Print out the data below. Do not alter a single line.

── Data records

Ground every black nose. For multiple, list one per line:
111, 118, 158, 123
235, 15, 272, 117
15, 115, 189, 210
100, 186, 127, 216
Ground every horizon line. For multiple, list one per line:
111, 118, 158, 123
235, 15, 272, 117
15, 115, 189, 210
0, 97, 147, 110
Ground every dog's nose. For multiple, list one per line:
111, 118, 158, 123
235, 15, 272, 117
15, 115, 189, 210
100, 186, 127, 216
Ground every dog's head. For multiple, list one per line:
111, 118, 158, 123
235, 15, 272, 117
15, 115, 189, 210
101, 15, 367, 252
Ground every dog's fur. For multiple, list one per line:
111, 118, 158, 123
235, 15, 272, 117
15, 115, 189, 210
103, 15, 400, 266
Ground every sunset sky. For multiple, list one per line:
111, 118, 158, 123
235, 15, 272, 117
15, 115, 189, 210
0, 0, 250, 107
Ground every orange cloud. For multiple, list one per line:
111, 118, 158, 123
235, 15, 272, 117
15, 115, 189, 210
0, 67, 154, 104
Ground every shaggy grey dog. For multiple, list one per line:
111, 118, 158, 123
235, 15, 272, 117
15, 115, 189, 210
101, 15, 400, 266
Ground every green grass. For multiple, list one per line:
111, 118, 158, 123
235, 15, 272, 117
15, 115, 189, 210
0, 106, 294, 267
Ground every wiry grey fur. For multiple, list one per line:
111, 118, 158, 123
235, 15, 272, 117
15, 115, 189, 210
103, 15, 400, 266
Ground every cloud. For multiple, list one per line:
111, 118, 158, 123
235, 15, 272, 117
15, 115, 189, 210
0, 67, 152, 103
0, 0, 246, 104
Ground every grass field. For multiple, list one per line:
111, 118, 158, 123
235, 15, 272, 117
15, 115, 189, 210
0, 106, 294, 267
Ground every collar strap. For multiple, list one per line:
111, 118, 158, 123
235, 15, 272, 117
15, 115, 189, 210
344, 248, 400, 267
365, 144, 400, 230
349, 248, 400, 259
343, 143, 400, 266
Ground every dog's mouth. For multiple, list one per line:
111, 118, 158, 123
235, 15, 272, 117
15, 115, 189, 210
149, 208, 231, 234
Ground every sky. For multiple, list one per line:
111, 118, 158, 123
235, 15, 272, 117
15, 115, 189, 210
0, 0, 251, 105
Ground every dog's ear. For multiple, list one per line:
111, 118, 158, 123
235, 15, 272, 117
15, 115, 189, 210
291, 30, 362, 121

────

### Task output
Ground every black nose. For multiple, list one per line:
111, 118, 158, 123
235, 15, 272, 117
15, 115, 189, 210
100, 186, 127, 216
Ground every horizon line. For multiple, list one per line:
111, 118, 158, 123
235, 15, 272, 117
15, 115, 189, 210
0, 97, 147, 110
Ground every dog's nose. For multiple, list one per line:
111, 118, 158, 123
235, 15, 272, 117
15, 115, 189, 210
100, 186, 127, 216
Ground every dog's head. For multiple, list one per line:
111, 118, 158, 123
235, 15, 272, 117
15, 115, 189, 210
101, 15, 367, 252
Ground every dog's fur. For multiple, list one per line:
111, 118, 158, 123
235, 15, 272, 117
15, 115, 189, 210
103, 15, 400, 266
Ground every sunset sky. For multiple, list one per line:
111, 118, 158, 123
235, 15, 272, 117
15, 115, 189, 210
0, 0, 250, 107
Ground every orange cloud. For multiple, list one per line:
111, 118, 158, 123
235, 15, 272, 117
15, 115, 189, 210
0, 67, 154, 104
Ground every shaggy grey dog. For multiple, list one per line:
111, 118, 158, 123
235, 15, 272, 117
15, 115, 189, 210
101, 15, 400, 266
Ground every green grass. For multiple, list one per line:
111, 118, 158, 123
235, 15, 272, 117
15, 115, 189, 210
0, 106, 294, 267
Ground every wiry grey fur. For multiple, list one per line:
111, 118, 158, 123
235, 15, 272, 117
15, 115, 189, 210
103, 15, 400, 266
Ground every cloud. For multiple, list one per line:
111, 118, 158, 123
235, 15, 272, 117
15, 115, 189, 210
0, 67, 152, 103
0, 0, 246, 104
Ground every grass field. For multiple, list one per line:
111, 118, 158, 123
235, 15, 272, 117
15, 115, 189, 210
0, 106, 294, 267
Ground every collar strap. For multiple, list one per line:
111, 118, 158, 123
235, 15, 272, 117
15, 115, 189, 210
344, 248, 400, 267
365, 144, 400, 230
349, 248, 400, 259
343, 143, 400, 266
Ground every dog's mouth. For multiple, list one per line:
111, 118, 158, 123
235, 15, 272, 117
15, 115, 189, 210
149, 208, 231, 234
Ground every sky. For multiple, list one per line:
111, 118, 158, 123
235, 15, 272, 117
15, 115, 189, 210
0, 0, 251, 105
Ground every dog's ear. For multiple, list one per line:
111, 118, 158, 123
235, 15, 272, 117
15, 115, 189, 210
291, 30, 362, 121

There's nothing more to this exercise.